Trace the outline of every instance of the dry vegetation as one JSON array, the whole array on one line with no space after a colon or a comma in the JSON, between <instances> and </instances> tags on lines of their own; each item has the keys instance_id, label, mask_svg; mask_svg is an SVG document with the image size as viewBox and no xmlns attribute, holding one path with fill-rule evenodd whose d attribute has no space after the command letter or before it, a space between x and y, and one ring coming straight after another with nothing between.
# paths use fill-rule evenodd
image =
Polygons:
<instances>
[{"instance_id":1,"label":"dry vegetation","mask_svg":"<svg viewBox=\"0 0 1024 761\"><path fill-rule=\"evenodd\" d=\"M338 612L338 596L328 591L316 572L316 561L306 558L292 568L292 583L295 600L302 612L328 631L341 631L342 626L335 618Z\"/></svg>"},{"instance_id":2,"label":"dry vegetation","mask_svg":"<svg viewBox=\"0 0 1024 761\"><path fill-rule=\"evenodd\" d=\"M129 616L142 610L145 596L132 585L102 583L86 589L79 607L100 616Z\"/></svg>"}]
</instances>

· · · · · · ·

All records are to be retyped precisely.

● Output of the task
Trace the outline of every instance of the dry vegetation as one JSON array, the whole array on one line with no space after a colon or a comma in the JSON, between <instances> and </instances> tags on lines of their own; each item has the keys instance_id, label, mask_svg; mask_svg is an SVG document with the image size as viewBox and no xmlns attribute, holding one path with fill-rule evenodd whose d attribute has no space after the command letter or before it, a space between x and y, and one ring coming straight after another with nothing between.
# paths use fill-rule evenodd
image =
Polygons:
<instances>
[{"instance_id":1,"label":"dry vegetation","mask_svg":"<svg viewBox=\"0 0 1024 761\"><path fill-rule=\"evenodd\" d=\"M338 612L338 596L328 591L316 572L316 561L306 558L292 568L292 583L295 600L302 612L328 631L341 631L342 626L335 618Z\"/></svg>"},{"instance_id":2,"label":"dry vegetation","mask_svg":"<svg viewBox=\"0 0 1024 761\"><path fill-rule=\"evenodd\" d=\"M129 616L142 610L145 596L132 585L102 583L86 589L79 607L100 616Z\"/></svg>"}]
</instances>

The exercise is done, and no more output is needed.